-- start --

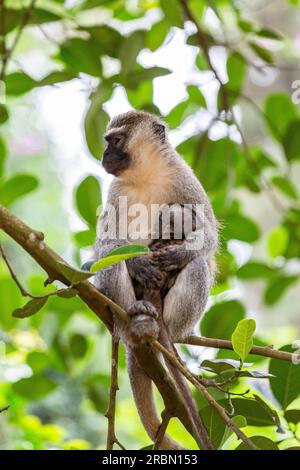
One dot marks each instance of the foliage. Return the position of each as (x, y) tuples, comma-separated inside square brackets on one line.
[(51, 375)]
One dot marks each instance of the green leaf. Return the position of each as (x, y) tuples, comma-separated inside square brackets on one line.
[(276, 287), (273, 413), (269, 34), (18, 83), (246, 26), (88, 199), (68, 293), (253, 374), (255, 270), (133, 79), (119, 254), (74, 275), (78, 345), (3, 114), (280, 112), (81, 56), (57, 76), (221, 319), (292, 416), (218, 365), (34, 388), (173, 12), (17, 187), (285, 186), (38, 361), (95, 124), (157, 35), (214, 425), (107, 40), (242, 338), (285, 384), (131, 46), (254, 413), (291, 141), (263, 443), (262, 53), (3, 156), (32, 307), (15, 17), (277, 241), (239, 421), (236, 71)]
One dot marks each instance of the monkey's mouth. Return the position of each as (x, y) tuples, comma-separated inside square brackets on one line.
[(114, 166)]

-- end --

◆ WHAT YOU HAVE TO DO:
Rewrite the listing above, leaving out the pictures, with every "instance" swapped for "occurrence" and nothing else changed.

◆ RESULT:
One dot marks each occurrence of the foliage. Return the position of each as (x, y) tuples, comma-separated inside square brackets on one line.
[(51, 375)]
One dot marks each occurrence of the green leaf. Return the position of each as (x, y) tuples, comma-separated inside square brackets on one line.
[(276, 287), (273, 413), (269, 34), (18, 83), (246, 26), (88, 199), (68, 293), (253, 374), (255, 270), (133, 79), (119, 254), (74, 275), (78, 345), (3, 114), (280, 112), (81, 56), (57, 76), (221, 319), (292, 416), (218, 365), (34, 388), (173, 12), (17, 187), (285, 186), (38, 361), (95, 124), (157, 35), (214, 425), (107, 40), (242, 338), (285, 384), (131, 46), (254, 413), (291, 141), (263, 443), (262, 53), (3, 156), (32, 307), (15, 17), (277, 241), (239, 421), (236, 71)]
One dot marks each occurrence of the monkey's mouth. Return the position of each as (x, y) tuples, comma-separated inside square brackets on one line.
[(114, 166)]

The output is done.